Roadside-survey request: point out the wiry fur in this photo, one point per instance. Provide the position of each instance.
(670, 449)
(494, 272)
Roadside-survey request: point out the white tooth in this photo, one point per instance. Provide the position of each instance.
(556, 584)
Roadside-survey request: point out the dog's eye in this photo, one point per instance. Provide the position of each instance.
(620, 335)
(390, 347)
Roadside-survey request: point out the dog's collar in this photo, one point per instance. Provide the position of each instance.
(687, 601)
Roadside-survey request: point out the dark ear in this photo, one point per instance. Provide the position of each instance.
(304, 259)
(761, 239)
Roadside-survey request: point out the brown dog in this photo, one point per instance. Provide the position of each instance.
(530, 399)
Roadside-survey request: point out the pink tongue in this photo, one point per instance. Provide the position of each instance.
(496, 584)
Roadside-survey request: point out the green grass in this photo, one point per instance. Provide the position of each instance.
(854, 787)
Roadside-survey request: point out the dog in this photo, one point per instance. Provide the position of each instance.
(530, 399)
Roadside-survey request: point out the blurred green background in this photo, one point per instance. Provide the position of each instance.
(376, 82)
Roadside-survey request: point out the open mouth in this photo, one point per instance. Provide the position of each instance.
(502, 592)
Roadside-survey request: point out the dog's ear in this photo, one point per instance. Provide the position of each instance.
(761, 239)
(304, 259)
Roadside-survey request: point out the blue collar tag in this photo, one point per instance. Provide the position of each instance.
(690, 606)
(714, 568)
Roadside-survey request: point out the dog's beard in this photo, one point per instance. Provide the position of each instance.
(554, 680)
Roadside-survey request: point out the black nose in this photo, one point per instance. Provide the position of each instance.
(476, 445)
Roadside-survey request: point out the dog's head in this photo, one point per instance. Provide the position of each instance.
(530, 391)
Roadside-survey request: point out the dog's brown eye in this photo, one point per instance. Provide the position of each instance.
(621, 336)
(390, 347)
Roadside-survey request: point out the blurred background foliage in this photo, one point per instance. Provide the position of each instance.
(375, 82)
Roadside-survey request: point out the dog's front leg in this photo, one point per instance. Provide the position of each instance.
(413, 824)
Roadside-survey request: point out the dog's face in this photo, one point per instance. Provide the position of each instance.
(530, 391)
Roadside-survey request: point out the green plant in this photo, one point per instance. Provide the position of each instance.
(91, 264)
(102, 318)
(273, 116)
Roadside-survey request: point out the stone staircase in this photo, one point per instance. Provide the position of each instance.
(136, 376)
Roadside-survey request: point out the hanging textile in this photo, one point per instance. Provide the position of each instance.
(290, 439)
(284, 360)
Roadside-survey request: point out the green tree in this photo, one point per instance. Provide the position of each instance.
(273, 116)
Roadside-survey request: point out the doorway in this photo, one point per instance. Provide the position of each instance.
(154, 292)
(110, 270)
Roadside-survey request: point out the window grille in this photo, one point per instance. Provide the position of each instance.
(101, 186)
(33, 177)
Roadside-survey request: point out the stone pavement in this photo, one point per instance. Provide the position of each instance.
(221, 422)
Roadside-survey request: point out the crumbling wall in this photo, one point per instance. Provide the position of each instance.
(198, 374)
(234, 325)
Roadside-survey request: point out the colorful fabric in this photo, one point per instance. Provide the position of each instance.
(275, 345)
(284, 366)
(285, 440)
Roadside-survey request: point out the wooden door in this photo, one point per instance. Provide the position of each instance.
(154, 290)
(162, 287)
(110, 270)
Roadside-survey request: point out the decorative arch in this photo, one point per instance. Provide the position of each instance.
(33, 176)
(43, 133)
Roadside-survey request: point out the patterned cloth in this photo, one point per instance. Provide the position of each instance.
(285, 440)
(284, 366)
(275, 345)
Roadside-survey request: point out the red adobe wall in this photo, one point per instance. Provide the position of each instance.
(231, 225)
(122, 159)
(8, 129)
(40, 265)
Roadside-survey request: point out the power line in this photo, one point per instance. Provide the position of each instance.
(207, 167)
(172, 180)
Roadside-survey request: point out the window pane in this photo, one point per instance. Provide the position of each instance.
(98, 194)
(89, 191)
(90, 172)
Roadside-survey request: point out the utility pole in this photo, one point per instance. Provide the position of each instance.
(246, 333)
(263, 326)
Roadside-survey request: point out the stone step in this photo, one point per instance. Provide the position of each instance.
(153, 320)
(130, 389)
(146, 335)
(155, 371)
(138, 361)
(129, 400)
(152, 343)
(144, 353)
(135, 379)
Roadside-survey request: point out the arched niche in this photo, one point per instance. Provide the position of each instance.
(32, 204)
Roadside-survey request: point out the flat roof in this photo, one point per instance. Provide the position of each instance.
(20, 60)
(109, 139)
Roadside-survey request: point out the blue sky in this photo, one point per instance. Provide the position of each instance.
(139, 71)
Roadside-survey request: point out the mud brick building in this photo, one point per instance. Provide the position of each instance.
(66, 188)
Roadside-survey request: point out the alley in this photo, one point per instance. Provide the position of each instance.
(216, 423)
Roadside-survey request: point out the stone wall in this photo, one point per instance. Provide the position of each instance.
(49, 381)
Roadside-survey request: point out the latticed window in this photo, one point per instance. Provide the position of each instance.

Problem to work on:
Repeat the data exactly. Omit nothing.

Response to this exercise:
Roadside-survey request: point out the wiry fur in this photo, one point per instance. Provide the position of each instance.
(670, 449)
(494, 272)
Roadside-survey request: point out the white tooth in this photo, one point per instance. Provide the position of each instance.
(556, 584)
Roadside-survey request: point out the dog's eye in this photo, one point per instance. Provide the position of each instance.
(620, 335)
(390, 347)
Roadside-survey request: point out the dog's collar in this photo, one point per instance. Provide the position of each instance.
(687, 601)
Roadside-survey request: point out the dark ear in this photo, one point per instance. Provide the position of each instance.
(304, 259)
(761, 239)
Roadside-survey request: point out the brown dog in this photo, one point per instance. Provide the position of each instance.
(530, 399)
Roadside-survey request: point out the pink tongue in this photo, one point per instance. Provide the position of each instance.
(496, 584)
Roadside-survey request: point out the green grass in this photo, one point per instance. Provide the position of each instance.
(854, 787)
Roadside-survey request: point out the dog in this photo, one point per instance. Provide the position of each instance.
(530, 399)
Roadside-survey request: point out the blurred green background in this photo, one point per instance. Provide the position of each instance.
(376, 82)
Roadside-survey request: point out the open mouth in this photo, one point per instance. Provide the position of each instance.
(502, 592)
Roadside-survey request: point out the dog's ear in this photo, one point per instance. Provide the position of each instance.
(761, 239)
(304, 259)
Roadside-survey request: point out the blue collar tag in this photo, one point per instance. Provide the position of each instance.
(690, 606)
(714, 568)
Roadside-survey request: point out the dog's beard in this photo, one point per instance. Provide the position of each instance.
(554, 680)
Roadside-survey request: point out the black nose in this photo, one point per instance. Provide the position of each instance.
(476, 445)
Roadside-survey request: point out the dog's head in this photo, one point per instance. Provide the position of each instance.
(530, 391)
Roadside-survey request: point out the dog's brown eye in this photo, one point per instance. Provide the position of each instance.
(621, 336)
(390, 347)
Roadside-survey request: point out the blurred background foliage in this photo, one point per instance. Provide the position of each instance.
(375, 82)
Roadside-survey request: point out the dog's front leg in this photo, one point per instance. Provide the position of each instance.
(413, 824)
Roadside-survey request: point out the dog's face in this photo, one point per instance. Provide the position of each instance.
(530, 391)
Roadside-survey request: point out the green plant in this photo, one point per instance. Provide the position of each instance.
(91, 264)
(102, 318)
(273, 116)
Roadside-survey request: point out the stone staircase in this photo, one point per instance. Provide the position of each instance.
(136, 376)
Roadside-survey request: point out the hanging textile in this photo, one point per instance. Provide the position of each instance.
(290, 439)
(284, 360)
Roadside-survey request: point out the green tree in this photo, one point per instance. Provide the position of each instance.
(273, 116)
Roadside-survey request: point out the doorway in this photo, one point per instance. Provide the position of each instance.
(154, 292)
(110, 270)
Roadside-survey request: point out the window grille in this photo, one point per instance. Provide the position of each instance.
(101, 186)
(33, 177)
Roadside-survey request: point out the stone pavement in this photo, one point per instance. Provide the position of each instance.
(221, 422)
Roadside-survey request: point out the crumbling wall in this photo, one point per instance. Provide the position of each instance.
(198, 374)
(234, 325)
Roadside-survey request: point out the colorful fabric in this photo, one point per instance. Provide the position of each instance.
(275, 345)
(284, 366)
(285, 440)
Roadside-survey request: point out the wooden door in this photo, one point per instance. Provide the position of each instance.
(154, 290)
(162, 287)
(110, 270)
Roadside-survey request: point out the decorative arch in this photo, one point per instance. Provide the position of each instance.
(33, 176)
(43, 133)
Roadside-survey request: point out the patterned cloth in this photo, one point per instance. Provide the position of each instance.
(285, 440)
(284, 366)
(275, 345)
Roadside-survey request: point out the red adobe wall in this photo, one point per instance. Provide the position of each instance.
(231, 225)
(122, 159)
(8, 129)
(40, 265)
Roadside-survey request: point out the power line in this photo, one point per instance. Provide the position of each instance.
(207, 167)
(172, 180)
Roadside-survey request: point out the window pane in this photo, one point per instance. Provide the position of each instance.
(98, 194)
(89, 191)
(90, 172)
Roadside-survey request: point out the utility pole in this photo, one point per instance. Provide the position of each instance.
(246, 333)
(263, 326)
Roadside-survey request: point out the stone step in this photo, one point per instance. Provide the position of each instance.
(153, 320)
(130, 389)
(146, 335)
(155, 371)
(138, 361)
(129, 400)
(152, 343)
(144, 353)
(135, 379)
Roadside-survey request: point out the arched niche in this photo, one point per instance. Provide the position of each instance.
(32, 204)
Roadside-survey request: point out the flat roof in this photo, one point per instance. Provide the position of each instance.
(20, 60)
(109, 139)
Roadside-survey request: point out the blue sky in this photo, one point per instance. Provide the position of each instance.
(139, 71)
Roadside-survey request: point out the mud brick building in this photo, one point per instance. Provide the position of each instance.
(66, 188)
Roadside-survey request: point out the alley in this photo, one point per instance. Provide the position of each instance.
(216, 423)
Roadside-survey request: point out the stone wall in this photo, one point per instance. Provide the position of each instance.
(49, 381)
Roadside-survey request: point out the latticed window in this photo, one point per instance. Provide the position of each instance.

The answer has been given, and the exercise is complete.